_RECORDS SHOWN_:
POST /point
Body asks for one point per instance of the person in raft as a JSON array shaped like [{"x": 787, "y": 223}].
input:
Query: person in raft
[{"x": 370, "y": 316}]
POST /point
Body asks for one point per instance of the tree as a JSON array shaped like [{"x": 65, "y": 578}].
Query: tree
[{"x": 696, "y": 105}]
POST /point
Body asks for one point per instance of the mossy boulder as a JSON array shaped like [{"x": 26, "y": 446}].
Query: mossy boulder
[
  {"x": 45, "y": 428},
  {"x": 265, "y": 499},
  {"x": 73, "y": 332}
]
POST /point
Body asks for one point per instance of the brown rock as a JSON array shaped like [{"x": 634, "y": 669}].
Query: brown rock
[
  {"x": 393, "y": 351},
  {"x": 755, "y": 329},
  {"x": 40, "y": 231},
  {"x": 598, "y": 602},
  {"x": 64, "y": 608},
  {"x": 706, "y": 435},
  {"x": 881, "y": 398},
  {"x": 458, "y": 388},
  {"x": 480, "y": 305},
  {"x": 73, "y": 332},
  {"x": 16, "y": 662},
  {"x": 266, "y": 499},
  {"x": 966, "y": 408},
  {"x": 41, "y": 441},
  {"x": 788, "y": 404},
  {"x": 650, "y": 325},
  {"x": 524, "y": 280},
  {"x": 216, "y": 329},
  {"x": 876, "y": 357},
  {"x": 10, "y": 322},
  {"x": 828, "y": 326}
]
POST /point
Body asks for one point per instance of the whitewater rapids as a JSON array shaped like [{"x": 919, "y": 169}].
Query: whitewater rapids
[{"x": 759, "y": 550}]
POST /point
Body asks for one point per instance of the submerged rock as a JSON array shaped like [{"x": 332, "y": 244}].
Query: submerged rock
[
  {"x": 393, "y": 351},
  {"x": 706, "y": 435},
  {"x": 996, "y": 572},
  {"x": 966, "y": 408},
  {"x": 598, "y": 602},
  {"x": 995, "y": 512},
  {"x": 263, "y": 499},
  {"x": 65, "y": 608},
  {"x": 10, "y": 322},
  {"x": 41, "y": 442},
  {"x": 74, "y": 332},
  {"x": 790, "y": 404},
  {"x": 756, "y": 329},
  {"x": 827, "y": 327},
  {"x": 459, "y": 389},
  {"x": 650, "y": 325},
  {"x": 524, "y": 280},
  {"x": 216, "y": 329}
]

_PROBLEM TO WORK ON_: Set all of the records down again, exactly as they stand.

_ANSWER TO THIS EXERCISE_:
POST /point
Body asks for one point per instance of the person in raft as a JSON array shaped like [{"x": 787, "y": 223}].
input:
Query: person in raft
[{"x": 370, "y": 316}]
POST /point
Body asks for one point per instance of the tree as a JSON array shaped like [{"x": 65, "y": 578}].
Query: tree
[{"x": 696, "y": 105}]
POST /point
Body asks for one point per instance of the mossy boulder as a JSON array shaped like [{"x": 26, "y": 446}].
Query: mossy boulder
[
  {"x": 45, "y": 428},
  {"x": 265, "y": 499},
  {"x": 73, "y": 332}
]
POST /point
Body asks for one point per instance of the brown rock as a JSON array shaped like [{"x": 634, "y": 669}].
Query: brown rock
[
  {"x": 393, "y": 351},
  {"x": 755, "y": 329},
  {"x": 40, "y": 231},
  {"x": 598, "y": 602},
  {"x": 64, "y": 608},
  {"x": 706, "y": 435},
  {"x": 881, "y": 398},
  {"x": 458, "y": 388},
  {"x": 480, "y": 305},
  {"x": 73, "y": 332},
  {"x": 16, "y": 662},
  {"x": 266, "y": 499},
  {"x": 966, "y": 408},
  {"x": 41, "y": 441},
  {"x": 788, "y": 404},
  {"x": 650, "y": 325},
  {"x": 524, "y": 280},
  {"x": 216, "y": 329},
  {"x": 876, "y": 357},
  {"x": 10, "y": 322},
  {"x": 828, "y": 326}
]
POST /point
Body asks for one point per instance of the whitewater rapids as a JSON array shaped like [{"x": 919, "y": 169}].
Query: whitewater rapids
[{"x": 759, "y": 550}]
POST /point
Body asks for one point per instance of the submerged rock as a JSON array shaped like [{"x": 332, "y": 244}].
Query: submerged rock
[
  {"x": 393, "y": 351},
  {"x": 706, "y": 435},
  {"x": 996, "y": 572},
  {"x": 966, "y": 408},
  {"x": 598, "y": 602},
  {"x": 995, "y": 512},
  {"x": 263, "y": 499},
  {"x": 65, "y": 608},
  {"x": 10, "y": 322},
  {"x": 41, "y": 442},
  {"x": 74, "y": 332},
  {"x": 790, "y": 404},
  {"x": 756, "y": 329},
  {"x": 827, "y": 327},
  {"x": 459, "y": 389},
  {"x": 650, "y": 325},
  {"x": 524, "y": 280},
  {"x": 216, "y": 329}
]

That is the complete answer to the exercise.